Provided passage =>
BEGIN
2) LEVY DOLLARS AT WORK | A safer, smoother, more accessible 15th Ave S 

Recently, we made some big improvements to 15th Ave S in southeast Seattle, thanks to the Levy to Move Seattle. We had everyone in mind – people walking, rolling, biking, driving, and taking transit – when we designed these improvements around Jefferson Park.   

Workers pave a new bus lane.
We created a new bus lane on S Columbian Way. Photo: SDOT 

In February, we completed work on the 15th Ave S paving project near Jefferson Park in Beacon Hill. This project repaved about 1 mile of 15th Ave S between S Spokane St and S Angeline St, as well as a section of S Spokane St between S Columbian Way and 18th Ave S. 

Paving projects like this help prevent potholes before they appear, but this project did more than just repair the damaged road. We also made important safety upgrades like new sidewalks, pedestrian safety features, curb ramps, and accessible crossing signals for people with disabilities near Mercer Middle School. The project also created the opportunity to remove and replace old drainage structures to prevent flooding and extend the life of the pavement. 

3) We ♥ Seattle students! With your help, SDOT made it easier and safer for students to get to school in 2021. 

Our vision for Seattle students is to start their day experiencing the benefits of walking, rolling, and biking to school: having fun, feeling safe, strengthening connections to their communities, arriving to school ready to learn, and improved physical and mental health.  

Map showing projects completed in 2021.

In 2021, we completed projects benefiting almost 30 different schools. The Levy to Move Seattle funds many of the projects we complete near schools through the Safe Routes to School program. These projects encourage safe walking, rolling, and biking to school with improvements like raised crosswalks, flashing lights/beacons at crossings, walkways, and signage. 

In 2021, we also helped more students get to school by public transit. In total, we distributed ORCA cards to 16,917 ORCA cards to middle and high school students in 2021. This is about 63% of all middle and high school students in Seattle Public Schools. We also opened “School Streets” to help families get to and from school safely, activated school zone safety cameras, and released the Safe Routes to School Action Plan. 

2021 was the second year of our Youth Ambassadors program, which helps youth leaders learn about public transit options and mobilizes youth to become transit ambassadors in their community. We work with two local organizations, Red Eagle Soaring and We.APP. These organizations have created incredible videos about the experiences of youth using transportation.  

4) Celebrating several Black community members in Seattle and beyond – and their dedication to build stronger, more connected communities – join us to learn more!
END
Available data =>
BEGIN
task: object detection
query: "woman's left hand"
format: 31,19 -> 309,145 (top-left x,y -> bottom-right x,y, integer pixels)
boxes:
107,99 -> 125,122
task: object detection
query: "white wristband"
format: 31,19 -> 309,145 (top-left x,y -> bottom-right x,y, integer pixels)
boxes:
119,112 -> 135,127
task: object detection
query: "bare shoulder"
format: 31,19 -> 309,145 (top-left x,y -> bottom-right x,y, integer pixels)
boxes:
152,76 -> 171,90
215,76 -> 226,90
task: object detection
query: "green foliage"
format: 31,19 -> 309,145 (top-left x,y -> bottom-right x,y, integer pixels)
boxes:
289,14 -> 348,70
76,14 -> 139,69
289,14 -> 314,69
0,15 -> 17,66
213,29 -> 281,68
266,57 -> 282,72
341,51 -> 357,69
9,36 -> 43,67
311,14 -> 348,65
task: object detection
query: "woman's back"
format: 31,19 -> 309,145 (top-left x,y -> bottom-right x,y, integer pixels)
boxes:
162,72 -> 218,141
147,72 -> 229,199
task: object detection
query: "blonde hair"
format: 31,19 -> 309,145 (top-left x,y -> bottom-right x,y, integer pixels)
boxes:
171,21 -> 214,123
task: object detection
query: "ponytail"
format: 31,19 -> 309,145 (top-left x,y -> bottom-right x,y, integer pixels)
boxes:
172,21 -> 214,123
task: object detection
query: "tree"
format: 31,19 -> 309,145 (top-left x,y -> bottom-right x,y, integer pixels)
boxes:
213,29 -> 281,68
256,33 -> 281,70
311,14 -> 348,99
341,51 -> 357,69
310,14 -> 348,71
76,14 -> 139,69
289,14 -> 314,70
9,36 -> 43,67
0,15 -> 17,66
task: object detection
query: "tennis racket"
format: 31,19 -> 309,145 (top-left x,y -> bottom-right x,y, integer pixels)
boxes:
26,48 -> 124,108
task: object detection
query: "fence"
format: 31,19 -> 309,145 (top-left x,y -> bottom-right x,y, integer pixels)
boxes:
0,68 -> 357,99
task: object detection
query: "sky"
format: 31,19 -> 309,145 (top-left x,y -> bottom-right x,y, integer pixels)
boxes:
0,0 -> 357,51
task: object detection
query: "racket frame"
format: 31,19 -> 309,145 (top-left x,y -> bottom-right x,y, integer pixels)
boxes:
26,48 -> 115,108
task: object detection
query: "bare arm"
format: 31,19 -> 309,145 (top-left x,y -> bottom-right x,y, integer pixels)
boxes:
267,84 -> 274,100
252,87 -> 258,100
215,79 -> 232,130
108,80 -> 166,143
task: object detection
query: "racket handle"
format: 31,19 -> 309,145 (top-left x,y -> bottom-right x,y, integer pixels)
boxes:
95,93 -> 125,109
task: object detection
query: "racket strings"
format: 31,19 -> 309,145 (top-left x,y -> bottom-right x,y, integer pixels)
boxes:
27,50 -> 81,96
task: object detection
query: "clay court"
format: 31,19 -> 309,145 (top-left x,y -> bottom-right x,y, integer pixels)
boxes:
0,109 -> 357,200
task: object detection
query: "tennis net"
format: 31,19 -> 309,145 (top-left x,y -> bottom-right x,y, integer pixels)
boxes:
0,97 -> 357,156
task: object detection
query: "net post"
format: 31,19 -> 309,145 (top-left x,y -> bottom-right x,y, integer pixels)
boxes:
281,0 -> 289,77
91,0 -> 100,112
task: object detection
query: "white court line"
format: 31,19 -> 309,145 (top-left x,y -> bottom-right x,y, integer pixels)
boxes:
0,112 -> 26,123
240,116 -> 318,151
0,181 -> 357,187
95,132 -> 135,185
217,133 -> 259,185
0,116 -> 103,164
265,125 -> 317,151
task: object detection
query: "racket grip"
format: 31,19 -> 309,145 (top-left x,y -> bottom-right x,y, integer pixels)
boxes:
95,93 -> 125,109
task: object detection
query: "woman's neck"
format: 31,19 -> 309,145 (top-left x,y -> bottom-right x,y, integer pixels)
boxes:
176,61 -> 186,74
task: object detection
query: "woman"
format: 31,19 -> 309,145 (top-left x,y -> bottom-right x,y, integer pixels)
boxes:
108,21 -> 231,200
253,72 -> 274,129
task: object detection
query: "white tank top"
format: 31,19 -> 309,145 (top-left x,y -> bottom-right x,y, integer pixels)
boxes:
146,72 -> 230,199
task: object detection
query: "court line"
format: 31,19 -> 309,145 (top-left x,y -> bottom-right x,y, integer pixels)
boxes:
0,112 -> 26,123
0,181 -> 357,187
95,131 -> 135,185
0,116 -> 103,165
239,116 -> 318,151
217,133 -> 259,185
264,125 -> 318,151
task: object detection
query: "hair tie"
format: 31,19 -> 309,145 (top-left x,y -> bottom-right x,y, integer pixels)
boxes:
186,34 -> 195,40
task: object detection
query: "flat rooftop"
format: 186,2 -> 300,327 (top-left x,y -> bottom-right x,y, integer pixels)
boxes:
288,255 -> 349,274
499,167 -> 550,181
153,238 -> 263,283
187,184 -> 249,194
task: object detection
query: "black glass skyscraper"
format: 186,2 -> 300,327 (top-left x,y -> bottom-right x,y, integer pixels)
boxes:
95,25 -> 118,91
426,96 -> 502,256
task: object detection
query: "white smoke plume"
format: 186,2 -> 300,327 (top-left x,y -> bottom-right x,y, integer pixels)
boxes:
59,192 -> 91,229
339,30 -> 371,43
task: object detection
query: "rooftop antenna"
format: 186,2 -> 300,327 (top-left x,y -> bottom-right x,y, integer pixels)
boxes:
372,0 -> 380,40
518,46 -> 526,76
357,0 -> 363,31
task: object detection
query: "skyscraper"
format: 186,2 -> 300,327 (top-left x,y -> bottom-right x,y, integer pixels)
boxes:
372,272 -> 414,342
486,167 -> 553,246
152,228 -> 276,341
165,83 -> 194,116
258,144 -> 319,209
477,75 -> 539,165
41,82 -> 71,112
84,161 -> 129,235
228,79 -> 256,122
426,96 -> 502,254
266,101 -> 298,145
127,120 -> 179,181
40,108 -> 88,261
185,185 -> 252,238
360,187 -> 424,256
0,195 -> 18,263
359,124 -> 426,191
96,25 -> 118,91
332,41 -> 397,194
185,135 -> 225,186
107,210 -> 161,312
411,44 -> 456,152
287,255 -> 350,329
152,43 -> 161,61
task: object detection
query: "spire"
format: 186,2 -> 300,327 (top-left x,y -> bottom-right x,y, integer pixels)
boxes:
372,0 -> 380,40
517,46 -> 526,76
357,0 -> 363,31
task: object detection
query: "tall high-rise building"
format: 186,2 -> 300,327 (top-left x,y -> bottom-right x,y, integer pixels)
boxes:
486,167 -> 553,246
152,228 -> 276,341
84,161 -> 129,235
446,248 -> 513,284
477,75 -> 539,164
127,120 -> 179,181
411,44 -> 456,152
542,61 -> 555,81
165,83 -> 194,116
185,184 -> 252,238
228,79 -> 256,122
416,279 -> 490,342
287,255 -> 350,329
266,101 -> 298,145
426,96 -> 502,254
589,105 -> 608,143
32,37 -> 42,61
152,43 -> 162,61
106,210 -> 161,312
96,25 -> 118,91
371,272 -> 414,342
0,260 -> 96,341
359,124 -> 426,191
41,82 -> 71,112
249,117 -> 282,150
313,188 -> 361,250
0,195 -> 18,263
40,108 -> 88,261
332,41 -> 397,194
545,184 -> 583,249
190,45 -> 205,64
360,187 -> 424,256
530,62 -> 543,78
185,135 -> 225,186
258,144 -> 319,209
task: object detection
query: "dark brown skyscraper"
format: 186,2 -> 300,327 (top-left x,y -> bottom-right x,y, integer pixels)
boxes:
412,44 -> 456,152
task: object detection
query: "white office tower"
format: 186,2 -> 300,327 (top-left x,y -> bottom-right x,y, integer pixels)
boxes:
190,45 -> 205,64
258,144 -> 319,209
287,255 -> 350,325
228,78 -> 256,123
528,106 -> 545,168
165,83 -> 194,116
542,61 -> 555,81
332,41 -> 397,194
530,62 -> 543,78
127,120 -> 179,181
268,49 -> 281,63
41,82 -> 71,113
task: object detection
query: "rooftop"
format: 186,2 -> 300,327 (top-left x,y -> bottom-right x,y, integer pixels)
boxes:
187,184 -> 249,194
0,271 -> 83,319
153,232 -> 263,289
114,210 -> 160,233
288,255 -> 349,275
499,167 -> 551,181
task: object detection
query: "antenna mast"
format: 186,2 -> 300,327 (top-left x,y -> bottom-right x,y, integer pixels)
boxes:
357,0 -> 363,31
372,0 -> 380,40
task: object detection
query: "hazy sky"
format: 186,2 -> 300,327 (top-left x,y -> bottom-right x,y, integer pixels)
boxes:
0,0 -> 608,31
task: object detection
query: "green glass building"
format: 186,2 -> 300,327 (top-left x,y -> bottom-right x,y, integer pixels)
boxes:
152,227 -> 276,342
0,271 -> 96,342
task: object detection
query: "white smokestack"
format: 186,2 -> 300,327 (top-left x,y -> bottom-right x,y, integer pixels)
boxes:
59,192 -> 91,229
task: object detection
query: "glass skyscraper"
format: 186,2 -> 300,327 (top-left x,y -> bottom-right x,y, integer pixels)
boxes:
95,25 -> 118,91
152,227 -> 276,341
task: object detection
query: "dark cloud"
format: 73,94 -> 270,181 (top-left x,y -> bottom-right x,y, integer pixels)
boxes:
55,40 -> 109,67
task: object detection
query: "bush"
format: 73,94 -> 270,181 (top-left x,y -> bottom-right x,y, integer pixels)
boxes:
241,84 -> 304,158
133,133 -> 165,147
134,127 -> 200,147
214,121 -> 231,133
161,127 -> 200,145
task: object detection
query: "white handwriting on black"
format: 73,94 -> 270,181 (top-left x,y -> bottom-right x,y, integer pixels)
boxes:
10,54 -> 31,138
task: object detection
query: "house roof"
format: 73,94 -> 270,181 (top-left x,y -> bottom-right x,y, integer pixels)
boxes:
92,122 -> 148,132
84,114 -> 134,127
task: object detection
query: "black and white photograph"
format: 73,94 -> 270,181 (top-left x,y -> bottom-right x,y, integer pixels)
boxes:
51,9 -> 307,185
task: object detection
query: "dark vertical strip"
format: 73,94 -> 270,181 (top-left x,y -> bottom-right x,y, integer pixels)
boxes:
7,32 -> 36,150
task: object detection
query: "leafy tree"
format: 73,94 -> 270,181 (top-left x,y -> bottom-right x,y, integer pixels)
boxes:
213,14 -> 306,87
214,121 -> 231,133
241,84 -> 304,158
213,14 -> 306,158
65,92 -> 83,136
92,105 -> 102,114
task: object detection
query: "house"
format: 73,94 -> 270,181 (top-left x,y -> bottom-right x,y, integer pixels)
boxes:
END
Using the information =>
A – Update the SDOT passage from "In 2021, we completed" to "walkways, and signage.", changing "raised crosswalks" to "speed humps".
B – Using the SDOT passage, decide whether each statement is true. Answer yes or no, and quote the words that decide it.
(i) The 15th Ave S paving project near Jefferson Park was completed in February.
(ii) The project repaved about 3 miles of 15th Ave S.
(iii) 2021 was the first year of the Youth Ambassadors program.
C – In the SDOT passage, which two local organizations does the Youth Ambassadors program work with?

Activity answers =>
A –
In 2021, we completed projects benefiting almost 30 different schools. The Levy to Move Seattle funds many of the projects we complete near schools through the Safe Routes to School program. These projects encourage safe walking, rolling, and biking to school with improvements like speed humps, flashing lights/beacons at crossings, walkways, and signage.

B –
(i) Yes: "In February, we completed work on the 15th Ave S paving project near Jefferson Park in Beacon Hill."
(ii) No: "This project repaved about 1 mile of 15th Ave S between S Spokane St and S Angeline St"
(iii) No: "2021 was the second year of our Youth Ambassadors program"

C – Red Eagle Soaring and We.APP.